**WHAT THE TASK REQUIRES:** Scale the stretch of the listing from the line containing "surface in the photo above." through the end of the listing, giving only those lines again, requests included. Multiply every point coordinate in the answers by 1.1 and round each to a whole number, with halves rounded up.
►
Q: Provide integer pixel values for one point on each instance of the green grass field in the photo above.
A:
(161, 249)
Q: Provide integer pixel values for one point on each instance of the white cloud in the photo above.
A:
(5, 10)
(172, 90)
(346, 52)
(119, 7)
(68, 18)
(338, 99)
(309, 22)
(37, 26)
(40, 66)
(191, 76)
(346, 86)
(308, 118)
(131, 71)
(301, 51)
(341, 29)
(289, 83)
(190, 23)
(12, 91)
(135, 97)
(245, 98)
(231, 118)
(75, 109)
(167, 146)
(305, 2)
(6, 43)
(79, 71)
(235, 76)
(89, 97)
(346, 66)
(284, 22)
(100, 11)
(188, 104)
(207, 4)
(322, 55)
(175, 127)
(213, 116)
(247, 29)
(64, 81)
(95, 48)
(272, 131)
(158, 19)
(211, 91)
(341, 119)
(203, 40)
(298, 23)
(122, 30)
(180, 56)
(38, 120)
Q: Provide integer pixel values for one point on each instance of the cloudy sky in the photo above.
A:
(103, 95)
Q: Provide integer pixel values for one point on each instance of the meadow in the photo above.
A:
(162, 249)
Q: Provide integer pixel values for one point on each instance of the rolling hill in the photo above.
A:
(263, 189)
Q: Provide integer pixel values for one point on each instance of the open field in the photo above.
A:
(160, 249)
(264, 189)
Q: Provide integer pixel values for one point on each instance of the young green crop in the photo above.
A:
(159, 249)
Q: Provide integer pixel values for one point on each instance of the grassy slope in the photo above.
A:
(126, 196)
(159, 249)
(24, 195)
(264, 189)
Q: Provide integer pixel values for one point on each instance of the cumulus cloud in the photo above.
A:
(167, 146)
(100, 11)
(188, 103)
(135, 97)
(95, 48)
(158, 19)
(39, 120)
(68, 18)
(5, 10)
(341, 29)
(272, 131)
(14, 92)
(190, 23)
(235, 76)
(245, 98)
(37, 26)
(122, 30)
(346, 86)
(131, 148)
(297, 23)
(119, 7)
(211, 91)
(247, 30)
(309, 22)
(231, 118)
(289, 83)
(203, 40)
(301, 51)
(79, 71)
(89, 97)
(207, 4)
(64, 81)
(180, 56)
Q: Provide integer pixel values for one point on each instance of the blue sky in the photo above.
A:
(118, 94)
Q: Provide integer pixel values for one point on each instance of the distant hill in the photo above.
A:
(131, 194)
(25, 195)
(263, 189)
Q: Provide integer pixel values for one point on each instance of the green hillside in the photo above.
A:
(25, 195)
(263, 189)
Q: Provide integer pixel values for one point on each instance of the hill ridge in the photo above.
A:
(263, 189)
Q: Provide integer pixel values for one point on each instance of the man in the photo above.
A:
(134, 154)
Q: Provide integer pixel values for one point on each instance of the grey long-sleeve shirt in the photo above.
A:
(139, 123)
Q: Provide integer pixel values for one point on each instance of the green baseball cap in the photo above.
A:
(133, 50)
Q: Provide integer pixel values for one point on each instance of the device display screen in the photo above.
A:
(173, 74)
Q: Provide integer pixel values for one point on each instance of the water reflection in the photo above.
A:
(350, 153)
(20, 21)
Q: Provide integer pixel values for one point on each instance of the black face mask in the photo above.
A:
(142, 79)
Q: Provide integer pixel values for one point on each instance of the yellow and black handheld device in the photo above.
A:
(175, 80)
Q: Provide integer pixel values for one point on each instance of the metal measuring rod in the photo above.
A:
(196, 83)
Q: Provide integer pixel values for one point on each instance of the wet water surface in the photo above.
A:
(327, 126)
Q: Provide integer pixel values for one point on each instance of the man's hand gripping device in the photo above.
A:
◄
**SOLVED EXERCISE:**
Q: Provide integer pixel values for one point on each instance of the wet water surface in the photo above.
A:
(360, 139)
Q: Provide integer pixel values for one point on each instance of the man's hand gripping device in the photo above.
A:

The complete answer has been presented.